───── Trecho do documento ─────

Guns N’ Roses: Levando a democracia à China

0

Minha vizinha do apartamento de cima inferniza minha vida. É uma barulheira desenfreada o dia todo: móvel arrastando, bolas de gude caindo no chão, ela correndo de tamanco, pulando, etc… É uma criança de uns sete anos, mas isso não dá a ela o direito de poder perturbar o sono e a concentração dos outros, não acha?

O fato é que eu percebi que o que falta para esta pirralha é educação, e resolvi educá-la no melhor estilo Jack Black em Escola de Rock: instalei minhas caixas de som de forma que fiquem praticamente coladas no meu teto, e conseqüentemente direcionadas ao chão do quarto dela. Assim, sempre que ela começa com a barulheira, eu detono alguns Rocks e Metais a um volume ensurdecedor que deixa vibrando toda a estrutura do prédio. Azar o deles.

───── Dados extraídos ─────

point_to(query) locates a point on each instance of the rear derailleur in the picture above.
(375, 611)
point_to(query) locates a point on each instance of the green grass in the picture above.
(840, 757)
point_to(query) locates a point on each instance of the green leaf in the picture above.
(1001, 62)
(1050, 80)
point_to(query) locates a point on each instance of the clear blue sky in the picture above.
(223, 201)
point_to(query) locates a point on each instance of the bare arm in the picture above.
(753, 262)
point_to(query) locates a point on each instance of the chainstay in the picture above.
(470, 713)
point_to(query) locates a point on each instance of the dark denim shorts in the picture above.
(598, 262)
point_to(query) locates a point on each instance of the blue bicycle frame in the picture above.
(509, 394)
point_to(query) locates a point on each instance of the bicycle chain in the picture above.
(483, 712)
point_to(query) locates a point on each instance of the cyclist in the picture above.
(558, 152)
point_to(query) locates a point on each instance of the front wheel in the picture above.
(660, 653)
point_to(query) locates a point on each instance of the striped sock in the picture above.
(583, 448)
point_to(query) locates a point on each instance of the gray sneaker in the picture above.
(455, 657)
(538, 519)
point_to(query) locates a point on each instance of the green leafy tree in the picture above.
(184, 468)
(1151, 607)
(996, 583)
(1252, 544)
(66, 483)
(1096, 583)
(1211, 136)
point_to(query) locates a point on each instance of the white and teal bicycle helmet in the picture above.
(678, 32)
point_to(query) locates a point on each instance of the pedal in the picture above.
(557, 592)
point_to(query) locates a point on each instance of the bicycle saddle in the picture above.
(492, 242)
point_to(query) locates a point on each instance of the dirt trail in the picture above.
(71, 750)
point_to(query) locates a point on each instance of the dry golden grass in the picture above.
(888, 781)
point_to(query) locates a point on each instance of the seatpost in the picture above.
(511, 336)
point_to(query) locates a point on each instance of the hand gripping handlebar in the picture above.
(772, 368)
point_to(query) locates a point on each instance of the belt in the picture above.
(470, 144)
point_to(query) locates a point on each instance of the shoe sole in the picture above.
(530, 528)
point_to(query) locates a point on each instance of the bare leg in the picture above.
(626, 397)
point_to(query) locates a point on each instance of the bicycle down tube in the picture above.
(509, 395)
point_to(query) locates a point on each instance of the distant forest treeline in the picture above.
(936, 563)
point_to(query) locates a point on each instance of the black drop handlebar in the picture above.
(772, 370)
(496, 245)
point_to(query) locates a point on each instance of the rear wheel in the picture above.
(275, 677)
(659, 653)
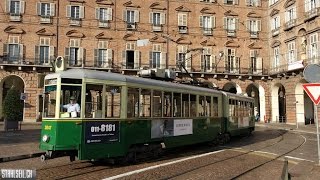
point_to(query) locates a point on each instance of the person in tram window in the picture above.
(73, 107)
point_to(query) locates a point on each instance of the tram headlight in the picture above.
(45, 138)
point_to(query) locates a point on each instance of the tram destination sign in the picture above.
(312, 73)
(101, 132)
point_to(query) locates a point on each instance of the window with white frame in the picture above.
(207, 59)
(313, 52)
(231, 2)
(44, 53)
(131, 57)
(255, 3)
(131, 17)
(291, 52)
(207, 23)
(103, 15)
(15, 7)
(276, 57)
(13, 51)
(182, 57)
(103, 56)
(254, 26)
(271, 2)
(75, 12)
(182, 22)
(232, 62)
(157, 57)
(45, 9)
(275, 23)
(75, 54)
(291, 14)
(230, 24)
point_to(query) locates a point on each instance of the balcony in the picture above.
(207, 31)
(313, 13)
(231, 33)
(183, 29)
(75, 22)
(253, 34)
(275, 32)
(131, 26)
(290, 24)
(45, 20)
(15, 17)
(104, 24)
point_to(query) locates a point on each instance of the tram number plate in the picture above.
(102, 132)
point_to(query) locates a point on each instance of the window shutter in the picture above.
(52, 9)
(8, 6)
(162, 18)
(180, 20)
(259, 64)
(258, 25)
(213, 21)
(150, 59)
(124, 15)
(124, 59)
(151, 17)
(211, 62)
(163, 60)
(68, 10)
(225, 23)
(136, 59)
(67, 54)
(136, 16)
(81, 15)
(38, 8)
(200, 21)
(109, 57)
(22, 4)
(21, 51)
(95, 56)
(81, 56)
(188, 61)
(109, 14)
(98, 13)
(36, 54)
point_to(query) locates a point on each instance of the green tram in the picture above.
(127, 117)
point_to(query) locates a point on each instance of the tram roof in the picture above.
(101, 75)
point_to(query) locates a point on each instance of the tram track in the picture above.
(79, 169)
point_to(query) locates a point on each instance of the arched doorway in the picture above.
(6, 84)
(278, 103)
(257, 92)
(232, 88)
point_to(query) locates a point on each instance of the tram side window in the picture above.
(133, 102)
(93, 104)
(157, 104)
(167, 104)
(208, 108)
(177, 104)
(67, 104)
(215, 107)
(193, 105)
(50, 101)
(113, 101)
(185, 105)
(202, 106)
(145, 99)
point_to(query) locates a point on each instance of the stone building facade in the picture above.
(234, 44)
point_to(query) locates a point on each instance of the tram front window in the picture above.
(70, 100)
(49, 101)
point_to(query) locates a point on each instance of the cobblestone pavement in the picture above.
(234, 160)
(21, 143)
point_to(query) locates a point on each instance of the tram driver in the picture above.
(73, 107)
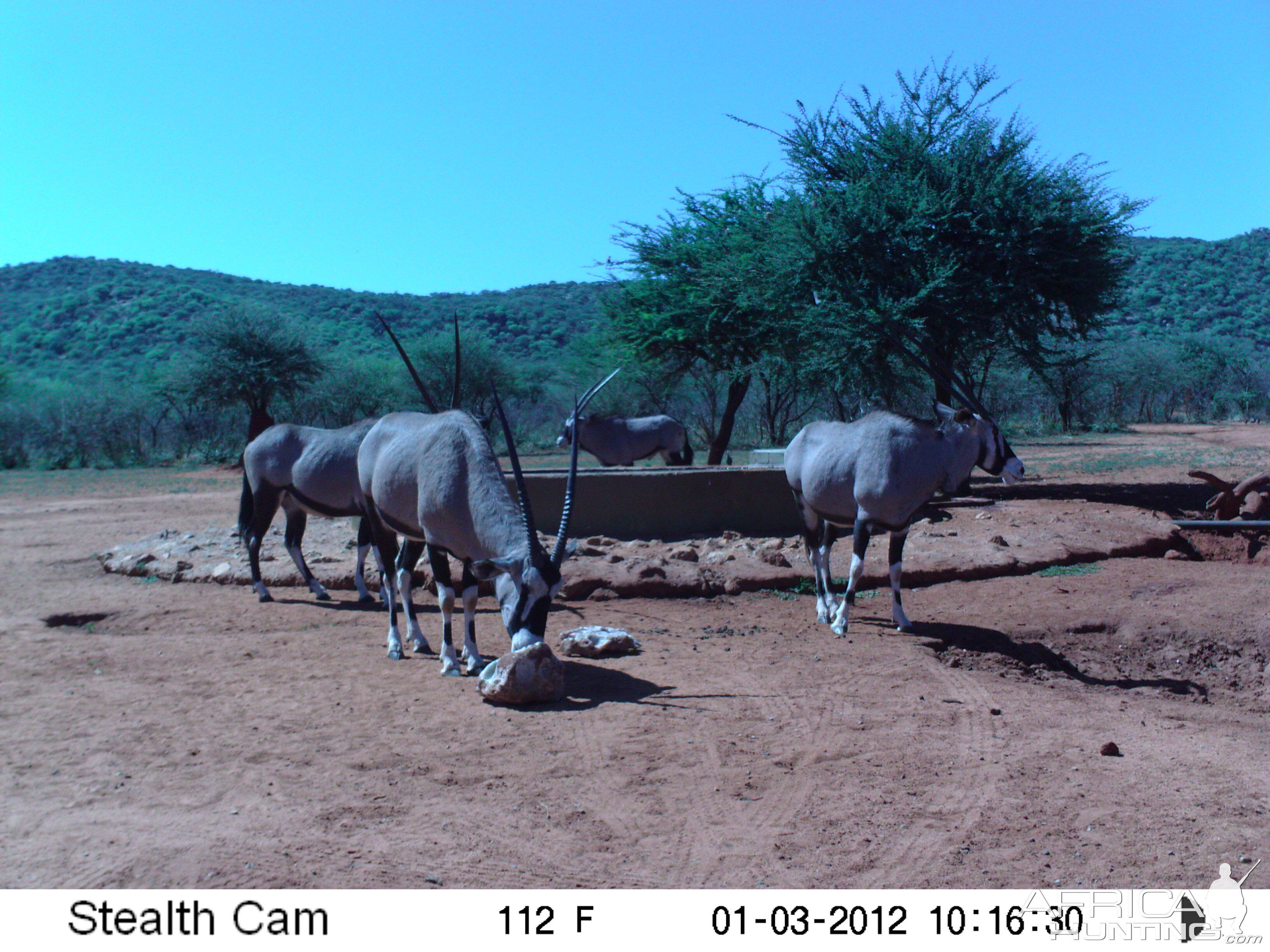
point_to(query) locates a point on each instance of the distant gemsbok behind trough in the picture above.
(877, 472)
(435, 479)
(309, 470)
(620, 441)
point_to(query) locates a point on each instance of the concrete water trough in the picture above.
(666, 503)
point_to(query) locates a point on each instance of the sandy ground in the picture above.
(159, 734)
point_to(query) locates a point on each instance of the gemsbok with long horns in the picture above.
(309, 470)
(435, 479)
(620, 441)
(877, 472)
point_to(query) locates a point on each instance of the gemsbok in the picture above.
(875, 474)
(435, 479)
(620, 441)
(304, 470)
(308, 470)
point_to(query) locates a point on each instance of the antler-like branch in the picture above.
(423, 391)
(526, 511)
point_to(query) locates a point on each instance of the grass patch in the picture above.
(1080, 569)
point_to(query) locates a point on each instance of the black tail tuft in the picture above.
(246, 509)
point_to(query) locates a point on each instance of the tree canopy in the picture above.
(937, 214)
(719, 284)
(249, 357)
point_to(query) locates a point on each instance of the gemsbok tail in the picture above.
(246, 508)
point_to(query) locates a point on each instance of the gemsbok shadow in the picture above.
(985, 641)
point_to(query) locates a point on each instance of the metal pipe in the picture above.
(1222, 523)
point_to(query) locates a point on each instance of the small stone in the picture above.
(597, 641)
(526, 677)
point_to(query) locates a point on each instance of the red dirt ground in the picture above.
(169, 735)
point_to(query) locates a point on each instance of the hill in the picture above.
(69, 317)
(1187, 285)
(73, 315)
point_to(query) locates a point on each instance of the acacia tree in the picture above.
(935, 214)
(244, 356)
(716, 285)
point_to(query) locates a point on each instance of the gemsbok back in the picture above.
(877, 472)
(435, 479)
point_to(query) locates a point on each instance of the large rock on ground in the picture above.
(526, 677)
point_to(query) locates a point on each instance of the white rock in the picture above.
(597, 641)
(526, 677)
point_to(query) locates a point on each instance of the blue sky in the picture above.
(426, 148)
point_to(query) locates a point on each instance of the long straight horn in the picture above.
(423, 390)
(596, 389)
(459, 364)
(526, 512)
(567, 512)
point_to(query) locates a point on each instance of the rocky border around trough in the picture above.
(1013, 537)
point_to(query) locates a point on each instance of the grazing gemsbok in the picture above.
(436, 480)
(875, 474)
(620, 441)
(310, 470)
(304, 470)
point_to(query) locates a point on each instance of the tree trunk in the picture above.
(737, 390)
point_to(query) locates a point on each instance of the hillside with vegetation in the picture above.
(1192, 286)
(68, 317)
(88, 378)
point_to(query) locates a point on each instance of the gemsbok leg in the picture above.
(440, 563)
(386, 546)
(407, 559)
(860, 544)
(897, 568)
(296, 522)
(364, 546)
(265, 507)
(472, 658)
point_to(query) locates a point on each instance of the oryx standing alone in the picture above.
(620, 441)
(304, 470)
(435, 479)
(875, 474)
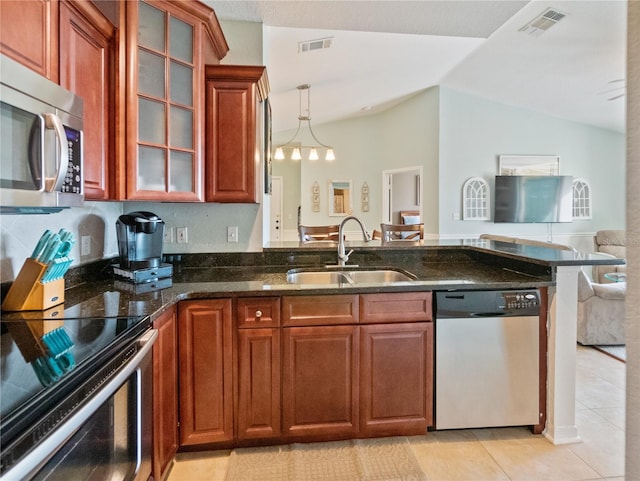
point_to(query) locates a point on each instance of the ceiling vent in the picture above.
(543, 22)
(318, 44)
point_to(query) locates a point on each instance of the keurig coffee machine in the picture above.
(140, 236)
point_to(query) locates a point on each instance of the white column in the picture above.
(561, 370)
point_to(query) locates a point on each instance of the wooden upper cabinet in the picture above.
(167, 44)
(29, 34)
(87, 68)
(235, 131)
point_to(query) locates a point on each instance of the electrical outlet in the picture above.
(181, 235)
(85, 245)
(168, 235)
(232, 233)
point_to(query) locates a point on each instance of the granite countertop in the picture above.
(440, 265)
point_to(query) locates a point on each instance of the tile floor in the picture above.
(505, 454)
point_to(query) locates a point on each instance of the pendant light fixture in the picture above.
(298, 147)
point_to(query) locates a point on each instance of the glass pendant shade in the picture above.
(304, 117)
(330, 155)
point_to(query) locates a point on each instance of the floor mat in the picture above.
(382, 459)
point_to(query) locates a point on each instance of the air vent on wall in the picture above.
(543, 22)
(317, 44)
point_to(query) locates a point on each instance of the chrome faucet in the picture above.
(342, 257)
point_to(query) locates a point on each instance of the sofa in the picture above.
(601, 311)
(613, 243)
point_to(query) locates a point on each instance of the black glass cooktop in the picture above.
(43, 359)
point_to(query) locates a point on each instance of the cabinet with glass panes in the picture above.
(167, 46)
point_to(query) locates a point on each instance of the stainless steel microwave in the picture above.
(41, 143)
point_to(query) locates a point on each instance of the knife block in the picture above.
(28, 293)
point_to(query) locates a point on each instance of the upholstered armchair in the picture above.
(600, 312)
(612, 242)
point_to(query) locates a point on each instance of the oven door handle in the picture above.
(40, 455)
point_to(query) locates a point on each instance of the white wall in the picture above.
(475, 131)
(357, 147)
(410, 137)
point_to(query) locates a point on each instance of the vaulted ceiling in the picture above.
(382, 52)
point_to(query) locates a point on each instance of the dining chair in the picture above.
(309, 233)
(402, 232)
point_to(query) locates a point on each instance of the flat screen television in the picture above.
(533, 198)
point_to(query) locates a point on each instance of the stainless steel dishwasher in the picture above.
(487, 358)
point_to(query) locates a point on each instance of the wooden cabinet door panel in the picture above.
(87, 68)
(258, 312)
(29, 34)
(395, 307)
(396, 379)
(258, 383)
(320, 310)
(206, 373)
(320, 388)
(234, 152)
(165, 392)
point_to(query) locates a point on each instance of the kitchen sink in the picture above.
(349, 276)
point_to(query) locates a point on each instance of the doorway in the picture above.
(275, 221)
(401, 191)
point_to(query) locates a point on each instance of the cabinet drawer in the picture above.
(320, 310)
(396, 307)
(257, 312)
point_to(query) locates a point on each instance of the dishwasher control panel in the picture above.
(518, 302)
(520, 299)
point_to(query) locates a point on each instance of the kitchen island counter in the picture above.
(441, 265)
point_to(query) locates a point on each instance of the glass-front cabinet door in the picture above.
(164, 102)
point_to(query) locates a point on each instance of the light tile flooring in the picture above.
(505, 454)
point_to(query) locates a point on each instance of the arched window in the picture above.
(581, 199)
(475, 199)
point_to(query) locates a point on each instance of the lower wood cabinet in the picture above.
(165, 392)
(205, 354)
(301, 368)
(258, 414)
(396, 379)
(258, 378)
(320, 381)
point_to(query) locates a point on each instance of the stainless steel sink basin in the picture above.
(349, 276)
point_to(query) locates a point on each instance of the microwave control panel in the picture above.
(73, 179)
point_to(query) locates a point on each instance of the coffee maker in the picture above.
(140, 236)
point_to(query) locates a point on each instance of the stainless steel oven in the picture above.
(91, 420)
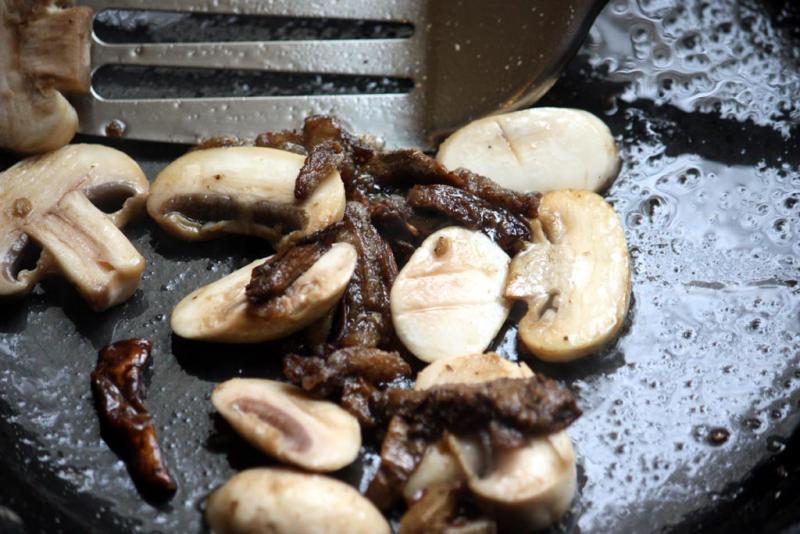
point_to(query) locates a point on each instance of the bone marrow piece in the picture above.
(284, 422)
(242, 190)
(45, 52)
(117, 388)
(51, 201)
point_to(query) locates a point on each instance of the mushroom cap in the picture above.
(241, 190)
(447, 300)
(221, 311)
(281, 501)
(49, 200)
(45, 51)
(523, 489)
(283, 421)
(575, 277)
(538, 149)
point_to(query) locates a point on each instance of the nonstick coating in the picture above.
(702, 98)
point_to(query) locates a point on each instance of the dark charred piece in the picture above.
(274, 276)
(507, 230)
(444, 509)
(365, 312)
(284, 140)
(401, 452)
(510, 409)
(323, 159)
(351, 375)
(117, 388)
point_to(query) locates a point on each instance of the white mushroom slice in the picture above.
(283, 421)
(241, 190)
(436, 467)
(524, 489)
(50, 201)
(539, 149)
(221, 312)
(448, 300)
(575, 277)
(45, 50)
(280, 501)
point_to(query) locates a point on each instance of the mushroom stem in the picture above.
(90, 250)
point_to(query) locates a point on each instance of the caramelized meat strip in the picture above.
(288, 140)
(467, 209)
(401, 452)
(117, 388)
(352, 375)
(274, 276)
(519, 204)
(366, 316)
(322, 160)
(509, 408)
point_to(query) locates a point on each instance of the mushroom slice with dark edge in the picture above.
(524, 488)
(575, 277)
(45, 51)
(53, 201)
(448, 299)
(117, 387)
(281, 501)
(221, 311)
(284, 422)
(241, 190)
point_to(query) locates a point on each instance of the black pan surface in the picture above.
(702, 98)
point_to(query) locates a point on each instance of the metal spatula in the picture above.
(467, 58)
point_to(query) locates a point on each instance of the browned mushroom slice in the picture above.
(45, 51)
(284, 422)
(222, 312)
(50, 201)
(524, 488)
(241, 190)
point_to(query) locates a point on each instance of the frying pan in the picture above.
(689, 418)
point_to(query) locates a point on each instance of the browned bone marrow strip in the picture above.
(366, 314)
(467, 209)
(352, 375)
(274, 276)
(401, 452)
(322, 160)
(117, 388)
(442, 510)
(508, 408)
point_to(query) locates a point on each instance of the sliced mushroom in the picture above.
(448, 299)
(540, 149)
(45, 50)
(221, 311)
(280, 501)
(241, 190)
(284, 422)
(575, 277)
(49, 201)
(523, 489)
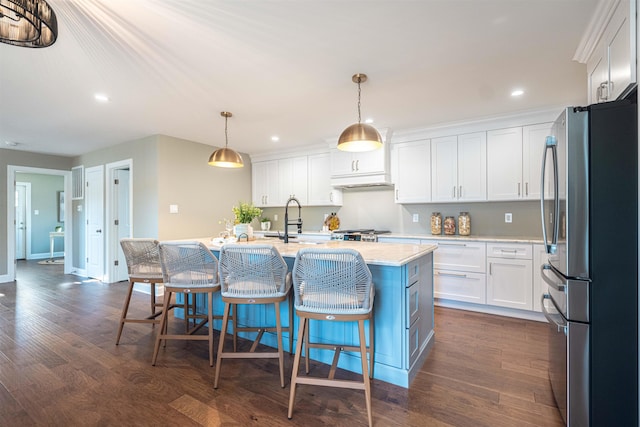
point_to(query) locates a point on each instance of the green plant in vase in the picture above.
(245, 213)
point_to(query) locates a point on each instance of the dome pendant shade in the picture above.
(359, 137)
(226, 157)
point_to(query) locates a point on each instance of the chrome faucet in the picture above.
(298, 222)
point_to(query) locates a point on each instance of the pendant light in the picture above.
(27, 23)
(226, 157)
(359, 136)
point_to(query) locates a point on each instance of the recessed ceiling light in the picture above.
(101, 97)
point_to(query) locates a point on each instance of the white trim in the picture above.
(594, 31)
(110, 216)
(27, 219)
(11, 231)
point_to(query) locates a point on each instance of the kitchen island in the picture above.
(403, 307)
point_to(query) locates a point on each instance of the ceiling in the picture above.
(283, 68)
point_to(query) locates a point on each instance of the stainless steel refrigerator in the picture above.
(589, 209)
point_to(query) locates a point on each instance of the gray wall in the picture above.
(20, 158)
(204, 194)
(375, 208)
(44, 199)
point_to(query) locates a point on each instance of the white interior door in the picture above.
(122, 222)
(94, 195)
(22, 196)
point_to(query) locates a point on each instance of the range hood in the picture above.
(355, 181)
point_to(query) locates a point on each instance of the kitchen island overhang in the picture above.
(403, 308)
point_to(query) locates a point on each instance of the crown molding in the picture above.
(596, 28)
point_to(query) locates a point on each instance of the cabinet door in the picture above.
(264, 178)
(533, 142)
(342, 163)
(444, 169)
(370, 162)
(504, 164)
(472, 166)
(413, 177)
(509, 283)
(621, 51)
(292, 174)
(320, 192)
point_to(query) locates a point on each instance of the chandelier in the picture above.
(27, 23)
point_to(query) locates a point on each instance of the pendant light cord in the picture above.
(359, 100)
(226, 137)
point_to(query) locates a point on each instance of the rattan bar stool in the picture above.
(333, 285)
(253, 274)
(188, 268)
(143, 266)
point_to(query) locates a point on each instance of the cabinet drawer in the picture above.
(413, 304)
(460, 256)
(460, 286)
(509, 250)
(413, 343)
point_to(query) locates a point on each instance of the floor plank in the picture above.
(59, 366)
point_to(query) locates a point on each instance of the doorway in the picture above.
(22, 221)
(119, 217)
(12, 170)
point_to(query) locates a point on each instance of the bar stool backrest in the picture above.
(332, 281)
(142, 256)
(188, 264)
(256, 270)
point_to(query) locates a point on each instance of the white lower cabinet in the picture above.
(509, 275)
(539, 287)
(459, 271)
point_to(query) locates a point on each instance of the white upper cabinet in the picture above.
(412, 172)
(292, 177)
(472, 167)
(444, 168)
(533, 142)
(364, 168)
(321, 193)
(504, 164)
(611, 67)
(265, 186)
(459, 168)
(514, 162)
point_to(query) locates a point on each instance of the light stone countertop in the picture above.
(472, 238)
(390, 254)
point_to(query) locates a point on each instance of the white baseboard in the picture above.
(45, 255)
(490, 309)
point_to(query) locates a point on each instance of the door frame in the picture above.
(27, 218)
(111, 235)
(11, 216)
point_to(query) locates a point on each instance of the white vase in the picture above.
(243, 231)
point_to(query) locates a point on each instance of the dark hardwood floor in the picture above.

─────

No trecho sobre a vizinha do apartamento de cima, de que forma foram instaladas as caixas de som?

Resultado da tarefa => Praticamente coladas no teto e, por isso, direcionadas ao chão do quarto da vizinha.